**** GEKOZEN FRAGMENT ****

Deze en andere ongewenste processen kunnen ongehinderd hun gang gaan, met name omdat op het lokale niveau van wijken en buurten geen middelen voorhanden zijn om deze processen zichtbaar te maken en te corrigeren. Bovendien zijn werkgelegenheid en collectieve sociale zekerheid zodanig met elkaar verweven geraakt dat elke ingreep in het ene deelsysteem een (ex ante) onvoorspelbare doorwerking heeft in het andere deelsysteem. Ook valt op dat de barrières die zijn opgebouwd tussen werk- en niet-werksfeer in de context van het genoemde vacuüm een uitermate nadelige invloed lijken uit te oefenen. Wat dit betreft zijn diverse eerder genoemde ontwikkelingen in de werkloosheidssituatie, zoals toenemende uitkeringsafhankelijkheid en afnemende investering in sociaal kapitaal, over het algemeen niet gunstig voor een terugkeer in de formele economie.
Het belang van lokaal initiatief
De vraag is nu of de doeltreffendheid van werkloosheidsbeleid kan toenemen indien het genoemde vacuüm tussen individu en gemeente wordt opgevuld. Het is in dit verband opmerkelijk dat incidentele lokale initiatieven in verschillende Nederlandse steden, bij voorbeeld onder de noemer van integraal wijkbeheer, hebben geleid tot een plaatselijke vermindering van vandalisme en kleine criminaliteit en een aanmerkelijke vergroting van de veiligheid in openbare ruimten zoals kinderspeelplaatsen, parken
6
en winkelcentra; deze initiatieven zijn veelal door de inzet van eigen bewoners gerealiseerd (Sociaal Cultureel Planbureau, 1994). Dit soort relatief spontane initiatieven dienen eigenlijk een veel belangrijkere rol te spelen, en staan in schril contrast met recente pogingen in Amsterdam en Rotterdam om de besluitvorming dichter naar de burgers toe te brengen, waaraan diezelfde burgers vervolgens massaal weigerden mee te werken. Het contrast tussen het potentieel aan zelforganiserend vermogen van burgers in wijken en buurten enerzijds en dergelijke tot mislukken gedoemde pogingen van de overheid om de kloof met de burger te dichten anderzijds laten zien dat het invullen van het institutionele vacuüm tussen burger en gemeente dient te gebeuren op basis van twee uitgangspunten. Ten eerste, moet er sprake zijn van besluitvormingsprocessen waarin de eigenheid en zeggenschap van alle betrokkenen wordt gewaarborgd. Ten tweede dienen de verschillende beleidsniveaus met elkaar verbonden worden op een manier die garandeert dat macht en informatie even makkelijk van burger naar de gekozen gemeentelijke vertegenwoordigers vloeit, als van gemeente naar de burger. Met andere woorden, de gemeentelijke democratie en hiërarchie moeten met elkaar in evenwicht zijn.

**** AANGELEVERDE GEGEVENS ****

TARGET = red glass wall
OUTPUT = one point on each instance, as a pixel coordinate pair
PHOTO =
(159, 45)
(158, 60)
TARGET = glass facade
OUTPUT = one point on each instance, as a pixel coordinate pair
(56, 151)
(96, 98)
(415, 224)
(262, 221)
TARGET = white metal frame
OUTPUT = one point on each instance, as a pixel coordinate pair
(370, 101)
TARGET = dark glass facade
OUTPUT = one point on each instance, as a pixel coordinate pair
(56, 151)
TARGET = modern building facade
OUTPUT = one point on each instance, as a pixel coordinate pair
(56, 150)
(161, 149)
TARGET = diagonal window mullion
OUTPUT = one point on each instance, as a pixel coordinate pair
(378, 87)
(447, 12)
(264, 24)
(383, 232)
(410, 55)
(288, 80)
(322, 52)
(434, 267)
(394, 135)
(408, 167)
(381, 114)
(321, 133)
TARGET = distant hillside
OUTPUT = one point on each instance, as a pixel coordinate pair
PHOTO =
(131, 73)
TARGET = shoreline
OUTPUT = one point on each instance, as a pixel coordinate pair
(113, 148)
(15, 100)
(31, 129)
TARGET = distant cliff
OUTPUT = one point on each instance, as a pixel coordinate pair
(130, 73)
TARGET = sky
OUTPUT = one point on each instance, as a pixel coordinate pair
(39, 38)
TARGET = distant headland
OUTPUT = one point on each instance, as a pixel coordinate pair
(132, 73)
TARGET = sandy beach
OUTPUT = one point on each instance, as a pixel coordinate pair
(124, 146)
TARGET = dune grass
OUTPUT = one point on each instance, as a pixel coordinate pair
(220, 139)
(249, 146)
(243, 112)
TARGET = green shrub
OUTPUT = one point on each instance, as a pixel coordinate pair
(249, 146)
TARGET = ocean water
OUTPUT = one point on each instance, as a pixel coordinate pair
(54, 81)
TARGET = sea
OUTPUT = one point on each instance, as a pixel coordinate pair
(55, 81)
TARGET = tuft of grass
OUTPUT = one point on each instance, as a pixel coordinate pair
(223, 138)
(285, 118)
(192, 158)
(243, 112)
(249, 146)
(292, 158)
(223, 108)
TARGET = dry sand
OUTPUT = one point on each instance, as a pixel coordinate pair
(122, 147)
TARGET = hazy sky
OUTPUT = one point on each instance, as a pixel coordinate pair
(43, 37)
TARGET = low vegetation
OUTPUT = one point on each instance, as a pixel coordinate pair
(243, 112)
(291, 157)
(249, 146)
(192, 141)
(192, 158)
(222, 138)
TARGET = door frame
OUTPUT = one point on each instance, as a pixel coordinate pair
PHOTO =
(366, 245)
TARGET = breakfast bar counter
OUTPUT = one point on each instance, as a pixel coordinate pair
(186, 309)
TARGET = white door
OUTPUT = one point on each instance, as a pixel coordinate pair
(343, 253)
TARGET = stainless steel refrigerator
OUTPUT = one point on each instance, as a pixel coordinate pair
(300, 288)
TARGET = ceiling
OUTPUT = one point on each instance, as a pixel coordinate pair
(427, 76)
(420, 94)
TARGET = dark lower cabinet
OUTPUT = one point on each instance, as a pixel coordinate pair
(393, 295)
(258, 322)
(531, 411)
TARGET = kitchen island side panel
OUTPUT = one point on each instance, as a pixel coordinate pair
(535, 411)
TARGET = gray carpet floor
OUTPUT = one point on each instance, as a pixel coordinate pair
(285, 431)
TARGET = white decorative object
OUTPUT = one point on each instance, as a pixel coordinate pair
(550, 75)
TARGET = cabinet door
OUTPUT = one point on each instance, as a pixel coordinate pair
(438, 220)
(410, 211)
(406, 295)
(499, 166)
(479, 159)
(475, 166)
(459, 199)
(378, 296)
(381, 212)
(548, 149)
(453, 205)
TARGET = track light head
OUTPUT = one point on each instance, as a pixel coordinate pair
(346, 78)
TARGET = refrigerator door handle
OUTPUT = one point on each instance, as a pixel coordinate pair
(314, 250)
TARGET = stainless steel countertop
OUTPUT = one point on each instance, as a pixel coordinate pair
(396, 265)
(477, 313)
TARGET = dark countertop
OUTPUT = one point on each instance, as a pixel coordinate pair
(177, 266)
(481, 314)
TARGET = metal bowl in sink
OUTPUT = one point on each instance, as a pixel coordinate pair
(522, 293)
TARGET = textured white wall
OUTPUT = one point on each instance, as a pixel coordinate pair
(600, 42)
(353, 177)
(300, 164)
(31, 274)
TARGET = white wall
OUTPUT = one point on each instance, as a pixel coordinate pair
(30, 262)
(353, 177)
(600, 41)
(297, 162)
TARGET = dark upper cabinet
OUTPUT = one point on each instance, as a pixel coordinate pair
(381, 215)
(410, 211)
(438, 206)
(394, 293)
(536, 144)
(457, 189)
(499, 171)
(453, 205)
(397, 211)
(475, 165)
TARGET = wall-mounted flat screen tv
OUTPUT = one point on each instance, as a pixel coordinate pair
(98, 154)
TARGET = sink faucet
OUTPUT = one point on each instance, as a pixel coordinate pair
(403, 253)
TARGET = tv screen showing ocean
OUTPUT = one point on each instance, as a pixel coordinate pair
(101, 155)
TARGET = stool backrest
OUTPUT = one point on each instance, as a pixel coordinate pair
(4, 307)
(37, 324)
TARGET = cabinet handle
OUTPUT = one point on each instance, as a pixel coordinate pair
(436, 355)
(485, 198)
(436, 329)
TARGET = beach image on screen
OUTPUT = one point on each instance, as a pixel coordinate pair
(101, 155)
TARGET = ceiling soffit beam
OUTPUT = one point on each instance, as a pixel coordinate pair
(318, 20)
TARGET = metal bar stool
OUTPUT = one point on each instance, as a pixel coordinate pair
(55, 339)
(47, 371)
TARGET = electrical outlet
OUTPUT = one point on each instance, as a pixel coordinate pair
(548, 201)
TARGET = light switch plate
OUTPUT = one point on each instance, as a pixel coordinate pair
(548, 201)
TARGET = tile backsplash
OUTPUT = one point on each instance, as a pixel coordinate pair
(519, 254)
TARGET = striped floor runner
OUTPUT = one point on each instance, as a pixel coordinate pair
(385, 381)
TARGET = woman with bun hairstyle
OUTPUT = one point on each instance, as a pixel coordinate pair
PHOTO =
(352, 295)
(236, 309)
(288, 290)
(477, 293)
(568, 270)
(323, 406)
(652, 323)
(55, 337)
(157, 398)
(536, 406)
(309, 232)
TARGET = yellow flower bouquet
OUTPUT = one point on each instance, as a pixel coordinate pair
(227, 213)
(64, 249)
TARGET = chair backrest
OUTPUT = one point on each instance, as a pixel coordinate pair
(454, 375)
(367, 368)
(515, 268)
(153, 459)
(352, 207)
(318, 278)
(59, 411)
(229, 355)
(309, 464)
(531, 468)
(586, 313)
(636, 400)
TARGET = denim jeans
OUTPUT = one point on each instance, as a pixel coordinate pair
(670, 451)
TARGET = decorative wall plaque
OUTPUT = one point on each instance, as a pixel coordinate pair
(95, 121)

****

◆ OPDRACHTEN ◆
1 > Schrijf het stuk van het fragment over werkloosheidsbeleid opnieuw dat begint bij "Deze en andere" en eindigt bij "de formele economie.". Zet daarbij "drempels" in plaats van "barrières".
2 > Noem alle openbare ruimten waar het fragment over werkloosheidsbeleid een aanmerkelijke vergroting van de veiligheid noemt.
3 > Beantwoord deze vragen met het fragment over werkloosheidsbeleid:
(a) Welke twee dingen zijn volgens het fragment met elkaar verweven geraakt?
(b) Welke bron wordt genoemd bij de lokale initiatieven van eigen bewoners?
(c) In welke twee steden deed men recente pogingen om de besluitvorming dichter naar de burgers te brengen?
Voor het werk met het fragment heb je de items niet nodig.

◆ VERWACHTE ANTWOORDEN ◆
1 >
Deze en andere ongewenste processen kunnen ongehinderd hun gang gaan, met name omdat op het lokale niveau van wijken en buurten geen middelen voorhanden zijn om deze processen zichtbaar te maken en te corrigeren. Bovendien zijn werkgelegenheid en collectieve sociale zekerheid zodanig met elkaar verweven geraakt dat elke ingreep in het ene deelsysteem een (ex ante) onvoorspelbare doorwerking heeft in het andere deelsysteem. Ook valt op dat de drempels die zijn opgebouwd tussen werk- en niet-werksfeer in de context van het genoemde vacuüm een uitermate nadelige invloed lijken uit te oefenen. Wat dit betreft zijn diverse eerder genoemde ontwikkelingen in de werkloosheidssituatie, zoals toenemende uitkeringsafhankelijkheid en afnemende investering in sociaal kapitaal, over het algemeen niet gunstig voor een terugkeer in de formele economie.

2 > kinderspeelplaatsen, parken, winkelcentra

3 >
(a) Werkgelegenheid en collectieve sociale zekerheid.
(b) Sociaal Cultureel Planbureau, 1994.
(c) Amsterdam en Rotterdam.